■ DATA EXCERPTS:
## Start
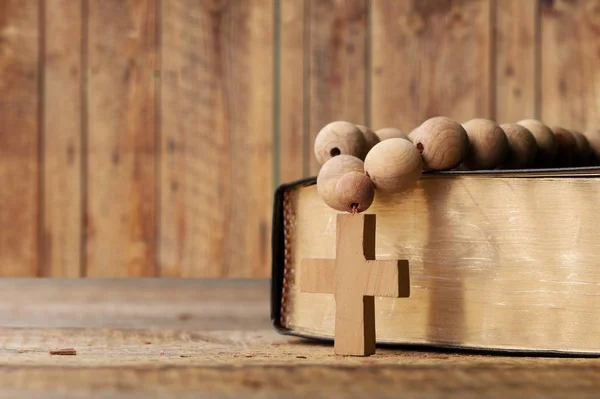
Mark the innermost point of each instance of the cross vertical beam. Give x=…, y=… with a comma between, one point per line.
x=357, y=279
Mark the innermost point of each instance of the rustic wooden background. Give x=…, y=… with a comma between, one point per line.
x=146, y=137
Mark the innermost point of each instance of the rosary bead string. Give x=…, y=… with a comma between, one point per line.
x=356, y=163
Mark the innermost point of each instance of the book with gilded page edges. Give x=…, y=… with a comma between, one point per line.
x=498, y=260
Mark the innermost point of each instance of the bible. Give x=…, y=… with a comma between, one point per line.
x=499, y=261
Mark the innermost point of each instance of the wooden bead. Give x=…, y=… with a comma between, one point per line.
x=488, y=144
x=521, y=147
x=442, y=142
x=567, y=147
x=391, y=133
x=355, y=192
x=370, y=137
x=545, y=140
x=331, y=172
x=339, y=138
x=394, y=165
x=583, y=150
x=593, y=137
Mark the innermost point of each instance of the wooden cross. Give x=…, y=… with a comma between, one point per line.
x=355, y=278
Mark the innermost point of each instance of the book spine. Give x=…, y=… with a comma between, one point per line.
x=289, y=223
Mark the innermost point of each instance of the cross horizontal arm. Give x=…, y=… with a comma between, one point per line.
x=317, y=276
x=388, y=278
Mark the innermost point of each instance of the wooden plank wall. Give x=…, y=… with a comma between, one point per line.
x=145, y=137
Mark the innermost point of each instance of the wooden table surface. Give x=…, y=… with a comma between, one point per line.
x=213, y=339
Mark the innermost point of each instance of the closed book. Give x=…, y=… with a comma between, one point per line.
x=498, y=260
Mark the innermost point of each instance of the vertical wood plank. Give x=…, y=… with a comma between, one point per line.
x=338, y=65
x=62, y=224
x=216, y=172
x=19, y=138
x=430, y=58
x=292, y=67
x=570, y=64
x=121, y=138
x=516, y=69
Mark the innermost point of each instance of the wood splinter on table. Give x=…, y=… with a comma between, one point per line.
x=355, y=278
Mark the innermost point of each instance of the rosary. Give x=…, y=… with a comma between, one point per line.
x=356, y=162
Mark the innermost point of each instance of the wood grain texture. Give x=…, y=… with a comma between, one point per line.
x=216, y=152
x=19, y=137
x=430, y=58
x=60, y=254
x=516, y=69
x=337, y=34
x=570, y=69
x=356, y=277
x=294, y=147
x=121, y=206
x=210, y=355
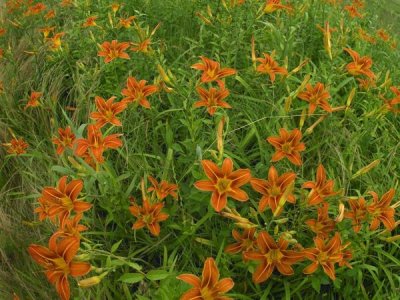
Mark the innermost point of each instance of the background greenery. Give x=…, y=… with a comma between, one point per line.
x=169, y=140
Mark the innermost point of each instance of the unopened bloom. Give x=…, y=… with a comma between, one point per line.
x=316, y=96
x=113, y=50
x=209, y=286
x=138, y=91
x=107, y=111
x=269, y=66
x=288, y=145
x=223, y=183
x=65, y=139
## End
■ PROBLEM TO SOLVE: Output every line of the listing above as a JSON array of strings, one string per line, leaving out blank lines and the picture lines.

■ WRITTEN ANSWER:
[
  "Mark the innermost point of each instance of the cross vertical beam. Give x=…, y=… with a comma between, one point per line.",
  "x=357, y=279",
  "Mark the innermost point of each instance of the rustic wooden background. Give x=…, y=… with a comma between, one point per line.",
  "x=146, y=137",
  "Mark the innermost point of each instance of the rosary bead string. Give x=…, y=… with a comma between, one point per line.",
  "x=356, y=163",
  "Mark the innermost point of each instance of the book with gilded page edges. Give x=…, y=… with a comma between, one point per line.",
  "x=498, y=260",
  "Mark the innermost point of each instance of the bible. Give x=…, y=… with a comma between, one point per line.",
  "x=499, y=261",
  "Mark the innermost point of each instance of the wooden bead. Give x=…, y=… with a comma between, one point per line.",
  "x=488, y=144",
  "x=521, y=147",
  "x=442, y=142",
  "x=567, y=147",
  "x=391, y=133",
  "x=355, y=192",
  "x=370, y=137",
  "x=545, y=140",
  "x=331, y=172",
  "x=339, y=138",
  "x=394, y=165",
  "x=583, y=150",
  "x=593, y=137",
  "Mark the innermost point of each instance of the wooden cross. Give x=…, y=… with a comma between, one point per line.",
  "x=355, y=278",
  "Mark the innermost point of each instance of the book spine. Give x=…, y=… with a comma between, one point per line.",
  "x=289, y=223",
  "Mark the innermost point of each instance of the cross horizontal arm. Give x=…, y=… with a comma between, one point per line.",
  "x=317, y=276",
  "x=388, y=278",
  "Mark the innermost point of each instance of the wooden plank wall. Give x=…, y=… with a comma between, one point per line.",
  "x=145, y=137",
  "Mark the innermost point of each instance of the wooden table surface. Give x=…, y=… with a comma between, one point per line.",
  "x=213, y=339",
  "Mark the innermost point of each instance of the closed book. Give x=…, y=… with a comma between, one point per line.",
  "x=498, y=260",
  "Mark the innermost point of each instance of the vertical wood plank. Give x=…, y=… with a comma between, one point per line.",
  "x=338, y=65",
  "x=62, y=224",
  "x=216, y=172",
  "x=19, y=138",
  "x=430, y=58",
  "x=292, y=67",
  "x=570, y=64",
  "x=121, y=138",
  "x=516, y=69",
  "Mark the innermost point of each instance of the wood splinter on table. Give x=…, y=… with a comma between, one point per line.",
  "x=355, y=278",
  "Mark the innermost point of each instance of the rosary. Give x=…, y=… with a comma between, one point per line.",
  "x=356, y=162",
  "Mark the innermost point of each instance of the wood grain texture. Give x=…, y=… with a comma between, one point per line.",
  "x=216, y=152",
  "x=19, y=137",
  "x=430, y=58",
  "x=60, y=254",
  "x=516, y=69",
  "x=337, y=34",
  "x=570, y=69",
  "x=356, y=277",
  "x=294, y=147",
  "x=121, y=206",
  "x=210, y=355",
  "Mark the innermost point of each instance of the background greenery. Give x=…, y=… with a comma between, one point per line.",
  "x=169, y=140",
  "Mark the innermost point of each instance of the unopened bloom. Give x=…, y=… with a comma between, one point per line.",
  "x=316, y=96",
  "x=113, y=50",
  "x=209, y=286",
  "x=138, y=91",
  "x=107, y=111",
  "x=269, y=66",
  "x=288, y=145",
  "x=223, y=183",
  "x=65, y=139"
]